— START OF Records for this exercise —

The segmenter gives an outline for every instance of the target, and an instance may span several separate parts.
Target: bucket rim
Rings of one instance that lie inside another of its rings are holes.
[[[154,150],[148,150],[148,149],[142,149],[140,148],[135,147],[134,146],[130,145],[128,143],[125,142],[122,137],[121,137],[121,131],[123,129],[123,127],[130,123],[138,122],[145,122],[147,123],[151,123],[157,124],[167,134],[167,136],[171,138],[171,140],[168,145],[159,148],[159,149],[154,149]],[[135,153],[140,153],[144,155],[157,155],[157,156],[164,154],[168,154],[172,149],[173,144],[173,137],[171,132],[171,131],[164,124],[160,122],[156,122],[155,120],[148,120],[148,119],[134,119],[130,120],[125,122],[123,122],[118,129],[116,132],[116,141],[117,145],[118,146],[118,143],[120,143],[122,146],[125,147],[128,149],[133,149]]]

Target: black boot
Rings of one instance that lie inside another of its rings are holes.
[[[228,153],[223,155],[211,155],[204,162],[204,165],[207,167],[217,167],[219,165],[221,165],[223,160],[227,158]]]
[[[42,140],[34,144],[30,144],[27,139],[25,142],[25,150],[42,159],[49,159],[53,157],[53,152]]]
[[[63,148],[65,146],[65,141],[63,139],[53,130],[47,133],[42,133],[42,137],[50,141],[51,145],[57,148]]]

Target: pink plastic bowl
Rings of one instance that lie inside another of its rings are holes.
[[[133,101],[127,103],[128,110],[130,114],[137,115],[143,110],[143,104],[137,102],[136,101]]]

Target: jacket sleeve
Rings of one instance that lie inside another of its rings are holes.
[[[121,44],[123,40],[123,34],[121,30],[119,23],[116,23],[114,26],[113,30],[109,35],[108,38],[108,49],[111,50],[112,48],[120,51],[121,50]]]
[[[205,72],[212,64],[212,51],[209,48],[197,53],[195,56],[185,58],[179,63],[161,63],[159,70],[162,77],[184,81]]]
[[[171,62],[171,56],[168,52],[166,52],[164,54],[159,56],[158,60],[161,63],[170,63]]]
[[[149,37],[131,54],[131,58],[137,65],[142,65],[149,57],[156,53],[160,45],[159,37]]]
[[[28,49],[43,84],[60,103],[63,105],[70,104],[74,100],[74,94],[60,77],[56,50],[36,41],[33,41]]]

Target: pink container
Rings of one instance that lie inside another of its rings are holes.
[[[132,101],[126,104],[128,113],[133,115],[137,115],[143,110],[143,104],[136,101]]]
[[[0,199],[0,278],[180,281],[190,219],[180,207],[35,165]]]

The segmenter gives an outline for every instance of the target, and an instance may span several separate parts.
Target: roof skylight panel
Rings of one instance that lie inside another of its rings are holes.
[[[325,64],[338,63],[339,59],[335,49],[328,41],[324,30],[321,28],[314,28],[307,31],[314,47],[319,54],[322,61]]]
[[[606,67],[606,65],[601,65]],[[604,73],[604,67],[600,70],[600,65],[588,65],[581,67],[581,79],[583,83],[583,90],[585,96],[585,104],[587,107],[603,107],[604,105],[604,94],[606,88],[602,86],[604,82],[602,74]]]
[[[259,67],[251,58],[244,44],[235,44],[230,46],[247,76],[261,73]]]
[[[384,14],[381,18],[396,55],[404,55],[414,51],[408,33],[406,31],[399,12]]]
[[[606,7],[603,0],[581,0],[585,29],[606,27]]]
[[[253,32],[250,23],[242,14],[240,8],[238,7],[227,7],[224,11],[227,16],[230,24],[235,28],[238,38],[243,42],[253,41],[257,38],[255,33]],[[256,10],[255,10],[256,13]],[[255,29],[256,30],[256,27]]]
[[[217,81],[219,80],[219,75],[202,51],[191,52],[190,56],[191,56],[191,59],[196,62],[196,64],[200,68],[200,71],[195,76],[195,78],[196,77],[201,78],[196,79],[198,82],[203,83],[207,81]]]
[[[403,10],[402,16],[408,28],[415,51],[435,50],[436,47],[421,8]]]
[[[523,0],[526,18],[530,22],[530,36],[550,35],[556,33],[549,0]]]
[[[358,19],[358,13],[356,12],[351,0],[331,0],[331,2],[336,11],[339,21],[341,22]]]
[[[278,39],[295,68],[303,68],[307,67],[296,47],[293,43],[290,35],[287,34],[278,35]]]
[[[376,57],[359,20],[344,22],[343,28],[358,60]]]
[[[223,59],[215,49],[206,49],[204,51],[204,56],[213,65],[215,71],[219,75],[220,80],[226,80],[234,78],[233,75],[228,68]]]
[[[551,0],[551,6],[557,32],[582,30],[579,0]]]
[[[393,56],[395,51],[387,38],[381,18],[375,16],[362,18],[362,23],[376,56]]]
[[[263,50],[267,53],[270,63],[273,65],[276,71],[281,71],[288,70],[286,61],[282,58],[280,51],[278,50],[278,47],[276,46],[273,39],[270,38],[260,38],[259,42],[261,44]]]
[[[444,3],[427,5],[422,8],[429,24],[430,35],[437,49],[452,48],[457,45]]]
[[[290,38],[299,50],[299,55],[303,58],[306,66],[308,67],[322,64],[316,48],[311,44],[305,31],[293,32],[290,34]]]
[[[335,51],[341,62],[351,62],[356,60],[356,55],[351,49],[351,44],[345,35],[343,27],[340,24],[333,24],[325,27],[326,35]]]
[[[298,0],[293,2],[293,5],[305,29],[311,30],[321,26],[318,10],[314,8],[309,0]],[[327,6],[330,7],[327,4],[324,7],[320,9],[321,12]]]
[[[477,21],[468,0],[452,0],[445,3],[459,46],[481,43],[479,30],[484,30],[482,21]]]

— END OF Records for this exercise —

Instructions to follow
Please give back only the records starting at the line that contains "Target: jacket sleeve" and ending at the line that contains "[[[0,199],[0,278],[180,281],[190,219],[180,207],[35,165]]]", substituting "openings" for "holes" and leaving everything else as it is.

Result of this task
Target: jacket sleeve
Rings of one instance that lie inside another of its rings are openings.
[[[121,44],[123,40],[123,34],[121,30],[119,23],[116,23],[114,26],[113,30],[109,35],[108,38],[108,49],[111,50],[112,48],[120,51],[121,50]]]
[[[205,72],[212,64],[212,51],[209,48],[197,53],[195,56],[185,58],[179,63],[161,63],[159,70],[162,77],[184,81]]]
[[[171,62],[171,56],[168,52],[166,52],[164,54],[159,56],[158,60],[161,63],[170,63]]]
[[[149,37],[131,54],[131,58],[137,65],[142,65],[149,57],[156,53],[160,45],[159,37]]]
[[[28,49],[43,84],[60,103],[63,105],[70,104],[74,100],[74,94],[60,77],[56,50],[36,41],[33,41]]]

Target: pink container
Rings of one instance that lie inside another of its rings are openings.
[[[132,101],[126,104],[128,113],[133,115],[137,115],[143,110],[143,104],[136,101]]]
[[[0,199],[0,278],[180,281],[190,219],[180,207],[35,165]]]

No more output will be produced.